TEXT PROVIDED:
My Octopress Blog

A blogging framework for hackers.

Spring Batch Deployment Example

Deployment has always been a tricky part of Batch Processing. Unlike a Web application, there is no standardized deployment, and there are a variety of environments that could be deployed to. You could actually deploy a Batch application within a web container, or as a standalone java app to be started by one of many available schedulers. For this reason, everyone’s environment is different, and there can be no one example that someone can use as a starting point. However, I have done enough standalone deployments for Linux using Bash to share a simple example.

The job itself matters little for the purposes of this post. A simple one tasklet job suffice:

   <job id="sampleJob" job-repository="jobRepository">
<step id="simpleStep">
<tasklet ref="tasklet" />
</step>
</job>

<beans:bean id="jobRepository"
class="org.springframework.batch.core.repository.support.MapJobRepositoryFactoryBean"/>

<beans:bean id="transactionManager"
class="org.springframework.batch.support.transaction.ResourcelessTransactionManager" />

<beans:bean id="jobLauncher"
class="org.springframework.batch.core.launch.support.SimpleJobLauncher">
<beans:property name="jobRepository" ref="jobRepository" />
</beans:bean>

<beans:bean id="tasklet" class="net.lucasward.sample.SampleTasklet" />


(namespace removed for readability)

SHORT TASK 1:
Arrange the entries as a numbered list, starting at the line that contains "Check the frame above and tell me where the sunlit" and continuing through the last of the entries. Leave out blank lines.

[Excerpts from a detection dataset]

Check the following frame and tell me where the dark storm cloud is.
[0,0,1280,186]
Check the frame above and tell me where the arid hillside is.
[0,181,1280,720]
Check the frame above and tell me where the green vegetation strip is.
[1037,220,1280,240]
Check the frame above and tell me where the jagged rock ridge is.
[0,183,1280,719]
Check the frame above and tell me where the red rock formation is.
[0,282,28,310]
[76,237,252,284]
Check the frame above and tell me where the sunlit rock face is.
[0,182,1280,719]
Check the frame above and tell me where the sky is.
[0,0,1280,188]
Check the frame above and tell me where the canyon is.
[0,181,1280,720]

SHORT TASK 2:
Say whether each statement agrees with the Spring Batch deployment post, answering yes or no and quoting the deciding words: (a) The post contrasts batch deployment with Web application deployment in terms of standardization. (b) The example job is built from two tasklets. (c) The bean with id "jobRepository" uses the class MapJobRepositoryFactoryBean.

EXPECTED ANSWER 1:
1. Check the frame above and tell me where the sunlit rock face is.
2. [0,182,1280,719]
3. Check the frame above and tell me where the sky is.
4. [0,0,1280,188]
5. Check the frame above and tell me where the canyon is.
6. [0,181,1280,720]

EXPECTED ANSWER 2:
(a) Yes: "Unlike a Web application, there is no standardized deployment"
(b) No: "A simple one tasklet job suffice"
(c) Yes: "class="org.springframework.batch.core.repository.support.MapJobRepositoryFactoryBean""